◆ **Excerpted text**:
The collapse of the USSR and its satellite regimes in Eastern Europe, between 1989 and 1991, marked a historic turning point. In the following articles, based on documents of the LRCI’s Third Congress, Trotskyist International looks at the shape of the new period and the struggles ahead for the working class.

The division of the world between the imperialist powers and the Stalinist bureaucracy has been abolished. The bi-polar world order has been destroyed in a series of events of equal magnitude to those of the late 1940s, which first established it. The historic character of the events of these years can be seen from the fact that the whole template of international relations has been torn up. The NATO-Warsaw Pact conflict has ended. The tacit support of the United States for racist South Africa, Israel and a whole series of semi-colonial dictatorships has undergone radical change. The United Nations stands on the threshold of fundamental change under the pressure of imperialism.

◆ **Exercise set**:
[A] Answer these questions from the excerpt on the collapse of the USSR, one line each:
(i) Between which years did the USSR and its satellite regimes collapse?
(ii) On whose documents are the articles based?
(iii) Which conflict does the excerpt say has ended?
[B] Decide whether each statement agrees with the excerpt on the collapse of the USSR. Answer yes or no and quote the words that settle it.
(i) The bi-polar world order was first set up in the late 1940s.
(ii) The United Nations has already completed a fundamental change.
(iii) The world had been divided between the imperialist powers and the Stalinist bureaucracy.
[C] In the excerpt on the collapse of the USSR, rewrite the part that opens with the words "The division of" and closes with "pressure of imperialism.", renaming "United Nations" as "UN".

◆ **Listed records**:
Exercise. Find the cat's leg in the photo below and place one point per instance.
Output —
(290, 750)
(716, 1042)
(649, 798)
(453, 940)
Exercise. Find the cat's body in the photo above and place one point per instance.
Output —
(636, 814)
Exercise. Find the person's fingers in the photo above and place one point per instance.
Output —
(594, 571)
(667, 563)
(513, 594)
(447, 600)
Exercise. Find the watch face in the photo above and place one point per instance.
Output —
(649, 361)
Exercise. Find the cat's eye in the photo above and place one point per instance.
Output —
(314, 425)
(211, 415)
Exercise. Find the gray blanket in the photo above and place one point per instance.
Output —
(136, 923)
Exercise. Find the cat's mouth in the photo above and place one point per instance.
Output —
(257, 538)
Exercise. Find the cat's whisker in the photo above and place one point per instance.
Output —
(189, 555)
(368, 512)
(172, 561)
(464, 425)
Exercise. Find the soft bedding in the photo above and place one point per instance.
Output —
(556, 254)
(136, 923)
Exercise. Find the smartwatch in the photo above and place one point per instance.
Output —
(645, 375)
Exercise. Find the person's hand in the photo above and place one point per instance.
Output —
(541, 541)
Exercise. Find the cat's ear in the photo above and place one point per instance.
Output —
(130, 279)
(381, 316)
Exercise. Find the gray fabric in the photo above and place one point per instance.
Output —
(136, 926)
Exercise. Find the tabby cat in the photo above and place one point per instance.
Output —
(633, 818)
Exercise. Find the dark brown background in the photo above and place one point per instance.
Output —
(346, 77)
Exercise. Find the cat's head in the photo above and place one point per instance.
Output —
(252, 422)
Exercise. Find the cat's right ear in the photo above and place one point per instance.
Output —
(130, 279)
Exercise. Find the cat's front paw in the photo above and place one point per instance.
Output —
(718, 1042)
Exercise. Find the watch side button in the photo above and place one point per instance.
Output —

◆ **Exercise answers**:
[A]
(i) Between 1989 and 1991.
(ii) The documents of the LRCI's Third Congress.
(iii) The NATO-Warsaw Pact conflict.

[B]
(i) Yes: "of equal magnitude to those of the late 1940s, which first established it"
(ii) No: "stands on the threshold of fundamental change"
(iii) Yes: "The division of the world between the imperialist powers and the Stalinist bureaucracy has been abolished"

[C]
The division of the world between the imperialist powers and the Stalinist bureaucracy has been abolished. The bi-polar world order has been destroyed in a series of events of equal magnitude to those of the late 1940s, which first established it. The historic character of the events of these years can be seen from the fact that the whole template of international relations has been torn up. The NATO-Warsaw Pact conflict has ended. The tacit support of the United States for racist South Africa, Israel and a whole series of semi-colonial dictatorships has undergone radical change. The UN stands on the threshold of fundamental change under the pressure of imperialism.